Challenge: Lay out the lines of the items, from the first line through the line containing "x=312, y=152" inclusive, as a JSON list of strings with one string per line. Skip blank lines and leave out the pictures.
=====
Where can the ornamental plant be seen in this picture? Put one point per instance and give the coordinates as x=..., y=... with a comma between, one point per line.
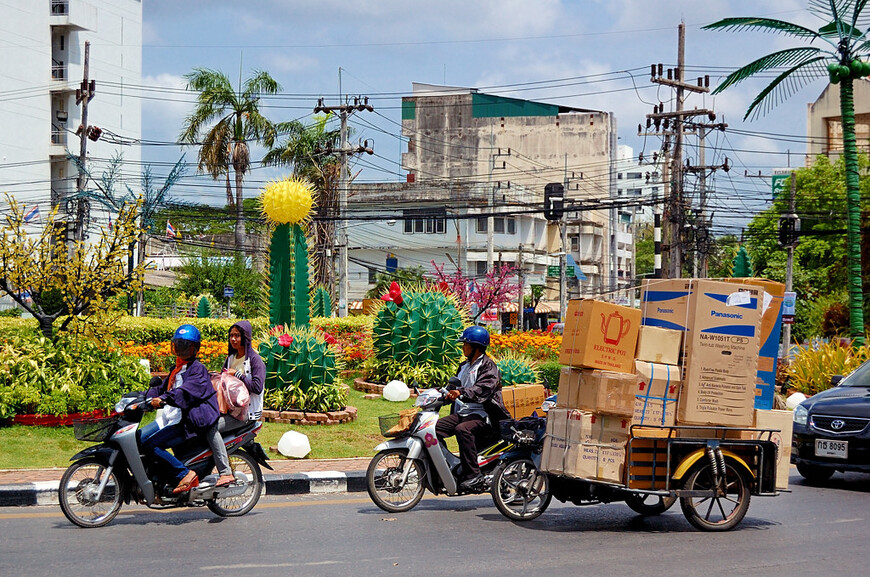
x=416, y=336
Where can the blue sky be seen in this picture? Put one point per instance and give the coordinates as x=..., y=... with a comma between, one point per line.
x=590, y=54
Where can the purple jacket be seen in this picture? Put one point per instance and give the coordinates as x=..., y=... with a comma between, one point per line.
x=195, y=397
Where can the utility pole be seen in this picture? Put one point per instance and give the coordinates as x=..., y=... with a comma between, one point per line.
x=344, y=112
x=520, y=299
x=674, y=204
x=83, y=97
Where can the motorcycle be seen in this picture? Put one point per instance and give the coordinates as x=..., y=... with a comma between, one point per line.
x=413, y=460
x=519, y=490
x=104, y=476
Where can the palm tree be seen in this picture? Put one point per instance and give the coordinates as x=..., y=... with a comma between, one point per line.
x=844, y=44
x=225, y=121
x=312, y=152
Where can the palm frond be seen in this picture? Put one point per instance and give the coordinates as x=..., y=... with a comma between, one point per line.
x=786, y=84
x=795, y=57
x=763, y=25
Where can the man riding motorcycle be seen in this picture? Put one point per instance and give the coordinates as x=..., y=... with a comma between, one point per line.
x=477, y=405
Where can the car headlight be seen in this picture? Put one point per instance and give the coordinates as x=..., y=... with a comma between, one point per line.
x=800, y=415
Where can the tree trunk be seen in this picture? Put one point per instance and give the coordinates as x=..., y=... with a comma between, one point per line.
x=853, y=214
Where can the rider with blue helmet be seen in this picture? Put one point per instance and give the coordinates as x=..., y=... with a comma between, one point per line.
x=477, y=398
x=189, y=409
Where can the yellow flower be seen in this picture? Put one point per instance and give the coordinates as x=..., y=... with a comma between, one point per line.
x=287, y=201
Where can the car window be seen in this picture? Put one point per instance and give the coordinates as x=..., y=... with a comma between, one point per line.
x=860, y=377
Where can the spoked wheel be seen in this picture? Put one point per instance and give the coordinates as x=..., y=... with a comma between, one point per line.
x=384, y=481
x=78, y=491
x=649, y=505
x=249, y=481
x=722, y=511
x=520, y=491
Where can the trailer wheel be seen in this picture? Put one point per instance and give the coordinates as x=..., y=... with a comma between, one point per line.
x=727, y=505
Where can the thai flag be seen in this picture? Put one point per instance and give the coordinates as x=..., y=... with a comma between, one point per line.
x=32, y=214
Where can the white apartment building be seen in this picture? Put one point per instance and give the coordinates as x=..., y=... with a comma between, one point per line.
x=43, y=47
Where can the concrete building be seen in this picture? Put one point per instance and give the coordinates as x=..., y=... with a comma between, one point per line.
x=472, y=156
x=42, y=42
x=825, y=126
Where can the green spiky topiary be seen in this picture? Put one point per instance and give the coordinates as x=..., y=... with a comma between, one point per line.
x=421, y=334
x=203, y=308
x=321, y=303
x=288, y=276
x=299, y=357
x=516, y=369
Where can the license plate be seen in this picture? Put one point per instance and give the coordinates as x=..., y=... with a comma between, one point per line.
x=832, y=449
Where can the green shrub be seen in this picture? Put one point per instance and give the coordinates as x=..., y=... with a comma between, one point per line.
x=549, y=374
x=811, y=369
x=68, y=375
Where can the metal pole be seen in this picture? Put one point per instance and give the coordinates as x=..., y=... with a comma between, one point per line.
x=342, y=223
x=786, y=330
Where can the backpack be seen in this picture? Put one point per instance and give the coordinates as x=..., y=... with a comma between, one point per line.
x=233, y=396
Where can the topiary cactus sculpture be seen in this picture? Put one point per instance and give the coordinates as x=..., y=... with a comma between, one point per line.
x=321, y=303
x=203, y=308
x=516, y=369
x=419, y=330
x=286, y=204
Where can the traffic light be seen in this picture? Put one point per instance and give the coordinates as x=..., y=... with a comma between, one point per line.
x=789, y=229
x=554, y=201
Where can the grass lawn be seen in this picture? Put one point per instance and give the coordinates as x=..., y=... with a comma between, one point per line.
x=42, y=447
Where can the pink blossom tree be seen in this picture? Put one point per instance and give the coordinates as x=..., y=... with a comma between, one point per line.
x=495, y=288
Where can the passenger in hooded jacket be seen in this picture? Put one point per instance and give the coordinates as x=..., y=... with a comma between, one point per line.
x=247, y=366
x=189, y=408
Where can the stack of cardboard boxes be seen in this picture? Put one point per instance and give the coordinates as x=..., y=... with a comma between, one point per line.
x=689, y=356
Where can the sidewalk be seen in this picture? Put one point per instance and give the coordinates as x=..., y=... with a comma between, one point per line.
x=23, y=487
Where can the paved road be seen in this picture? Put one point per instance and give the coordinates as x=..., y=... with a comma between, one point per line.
x=809, y=531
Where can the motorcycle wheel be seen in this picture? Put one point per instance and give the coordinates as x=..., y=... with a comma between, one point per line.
x=246, y=471
x=649, y=505
x=383, y=481
x=520, y=492
x=77, y=493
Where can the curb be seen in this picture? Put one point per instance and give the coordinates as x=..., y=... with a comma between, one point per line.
x=319, y=482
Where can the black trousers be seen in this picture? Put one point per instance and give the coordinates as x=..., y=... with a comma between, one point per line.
x=465, y=429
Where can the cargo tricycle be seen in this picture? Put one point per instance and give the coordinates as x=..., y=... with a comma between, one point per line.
x=712, y=470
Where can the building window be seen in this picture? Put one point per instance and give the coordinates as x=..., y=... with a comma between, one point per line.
x=425, y=221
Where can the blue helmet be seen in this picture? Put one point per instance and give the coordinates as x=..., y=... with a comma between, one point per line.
x=475, y=335
x=187, y=333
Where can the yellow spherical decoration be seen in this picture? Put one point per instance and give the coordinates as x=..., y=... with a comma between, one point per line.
x=287, y=201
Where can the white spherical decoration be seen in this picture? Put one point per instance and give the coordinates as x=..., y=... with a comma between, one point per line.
x=396, y=391
x=294, y=444
x=794, y=400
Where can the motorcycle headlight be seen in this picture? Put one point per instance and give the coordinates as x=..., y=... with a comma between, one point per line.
x=800, y=415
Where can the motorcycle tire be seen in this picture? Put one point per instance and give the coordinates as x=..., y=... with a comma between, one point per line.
x=383, y=481
x=520, y=492
x=77, y=493
x=247, y=471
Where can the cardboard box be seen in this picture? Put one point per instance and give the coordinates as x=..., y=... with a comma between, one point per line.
x=522, y=400
x=782, y=421
x=657, y=389
x=585, y=445
x=596, y=391
x=659, y=345
x=720, y=345
x=599, y=335
x=771, y=327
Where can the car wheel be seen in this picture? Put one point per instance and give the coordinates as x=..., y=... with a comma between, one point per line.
x=814, y=474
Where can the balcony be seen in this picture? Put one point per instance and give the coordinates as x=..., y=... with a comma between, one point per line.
x=73, y=14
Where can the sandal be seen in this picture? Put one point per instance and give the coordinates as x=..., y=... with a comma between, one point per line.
x=225, y=480
x=187, y=483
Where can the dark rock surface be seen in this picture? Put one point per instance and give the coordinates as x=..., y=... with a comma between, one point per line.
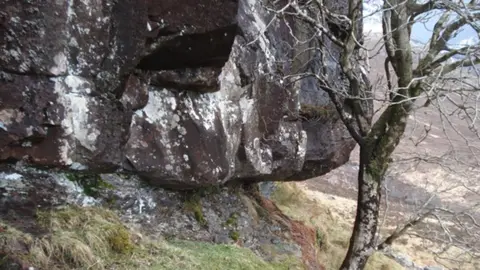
x=184, y=93
x=224, y=215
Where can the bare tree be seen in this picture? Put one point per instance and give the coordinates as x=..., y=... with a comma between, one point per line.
x=433, y=79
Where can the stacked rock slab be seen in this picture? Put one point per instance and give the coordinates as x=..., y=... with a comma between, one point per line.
x=184, y=93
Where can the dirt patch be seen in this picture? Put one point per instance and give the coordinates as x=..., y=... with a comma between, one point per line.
x=302, y=234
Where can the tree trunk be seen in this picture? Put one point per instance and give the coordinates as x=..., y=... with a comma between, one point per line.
x=362, y=241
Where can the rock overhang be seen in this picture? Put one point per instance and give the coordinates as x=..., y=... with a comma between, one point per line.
x=191, y=103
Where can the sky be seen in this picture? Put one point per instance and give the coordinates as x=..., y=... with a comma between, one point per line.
x=420, y=31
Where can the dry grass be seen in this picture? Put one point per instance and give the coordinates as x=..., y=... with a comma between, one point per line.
x=333, y=229
x=333, y=216
x=95, y=238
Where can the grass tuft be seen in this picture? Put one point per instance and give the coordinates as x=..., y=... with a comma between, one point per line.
=====
Exercise solution:
[
  "Where can the ornamental plant be seen in this picture? Put one point per instance and give the coordinates as x=..., y=... with a comma between, one point per line.",
  "x=416, y=336",
  "Where can the blue sky be seen in this picture? Put one point per instance and give the coordinates as x=..., y=... with a comma between, one point per line.",
  "x=590, y=54",
  "Where can the purple jacket be seen in this picture? Put one point per instance and give the coordinates as x=..., y=... with a comma between, one point per line.",
  "x=195, y=397",
  "Where can the utility pole be seen in this picture? Put one point per instance and give the coordinates as x=..., y=... with a comma between, one point per line.",
  "x=344, y=112",
  "x=520, y=299",
  "x=674, y=204",
  "x=83, y=97",
  "Where can the motorcycle be seen in this picture? Put one point per instance and give the coordinates as x=..., y=... with a comma between, one point per line.",
  "x=413, y=460",
  "x=519, y=490",
  "x=104, y=476",
  "Where can the palm tree be seen in this picture? Put one point per instance and give the coordinates as x=..., y=... with a comma between, one point per line.",
  "x=844, y=44",
  "x=225, y=121",
  "x=312, y=152"
]